_Direction A_
In the album review, which singer does the writer compare Christy's quiet singing style to?

Christy tends to sing a lot of his material almost sotto voce, in a manner somewhat similar to John Martyn: he seldom raises his voice and you often have to strain to hear him, but his singing is the better for this. The standout track on the album breaks this habit, as Christy snarls out the title track, a sharp indictment of the plight of the workingman, when he snaps ”The owner says he's sad/ To see things have gone so bad/ But the captains of industry/ Won't let him loose/ He still drives a car/ Smokes a big cigar/ He still takes his family on a cruise!” It's a mid-paced ballad, with great guitar and some nice steel pedal guitar too, tom-toms keeping the percussion beat.

Most of the album is simple acoustic guitar with minimal percussion, some banjo and the odd keyboard flourish, the oileann pipes adding some colour as well as harmonica and maybe fiddles, hard to say and I have no instrumentation listing. But it's very, very Irish and very, very Christy. “The reel in the flickering light” opens on mournful keys and banjo or mandolin, features some lovely piano too, then Christy's guitar takes over and he returns to the normal way of singing for him, which is almost that of a man practicing alone in a room. This is part of Christy's charm: there are no airs or graces about the man. He plays on stage as he would at home alone, or on his records, and he's as honest and unassuming a man as you're ever likely to meet.

Another ballad then in “The Diamandtina drover”, and there's another instrument to add in: the accordion. Not normally one of my favourites, but it works very well here. “Blantyre explosion” opens with sounds of rain and thunder, and settles into another laidback ballad about a mining disaster in Scotland. “Hard cases” is another little jaunty tune, in something the style of “Delerium tremens” but a little slower, and a lot of accordion, while “Continental ceili” (pronounced “kay-lee”) recalls his satirical “Don't forget your shovel”, another jaunty, pleasant little ditty just celebrating the Irish traditional way of life (a ceili is an Irish dance with traditional music), and “St. Brendan's voyage” depicts the journey of the Irish Saint Brendan the Navigator with a typical Christy Moore slant as he asks [i]”Is it right or left/ For Gibraltar?/ What tack do I take/ For Mizzenhead/ I'd love to settle down/ Near Bantry Harbour/ Saint Brendan to his albatross/ He said.” Great stuff!

_Direction B_
Rewrite the point placement rows below, swapping "dot" for "marker" and keeping everything else the same. Leave the pictures out of your answer.

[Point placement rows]
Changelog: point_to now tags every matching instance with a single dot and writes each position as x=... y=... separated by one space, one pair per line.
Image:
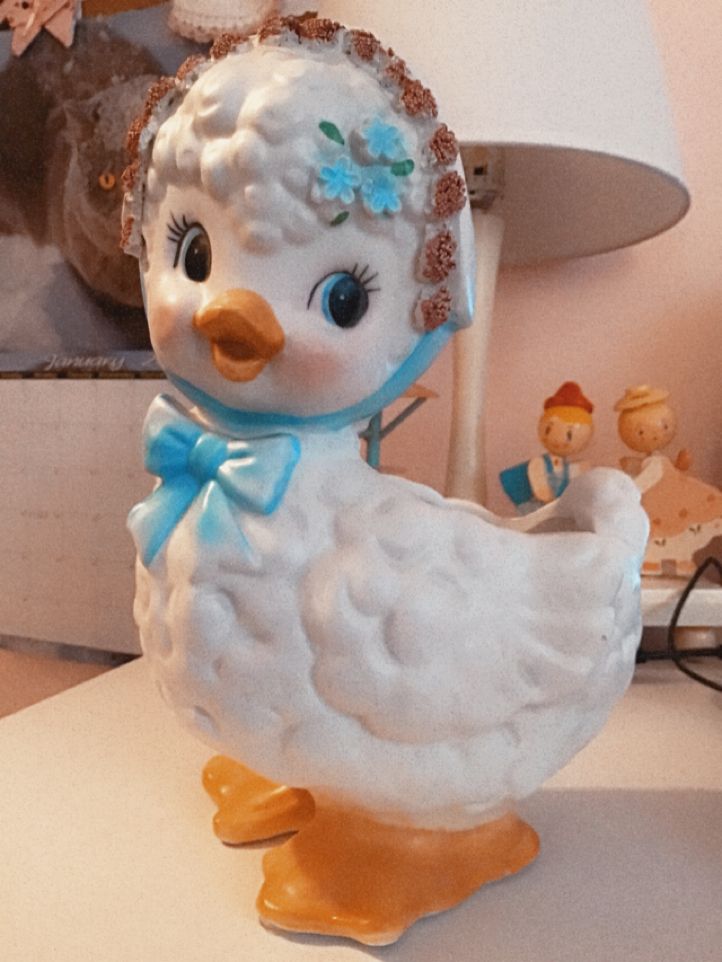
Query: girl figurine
x=565 y=428
x=685 y=513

_Written response A_
John Martyn

_Written response B_
Changelog: point_to now tags every matching instance with a single marker and writes each position as x=... y=... separated by one space, one pair per line.
Image:
Query: girl figurine
x=565 y=428
x=685 y=513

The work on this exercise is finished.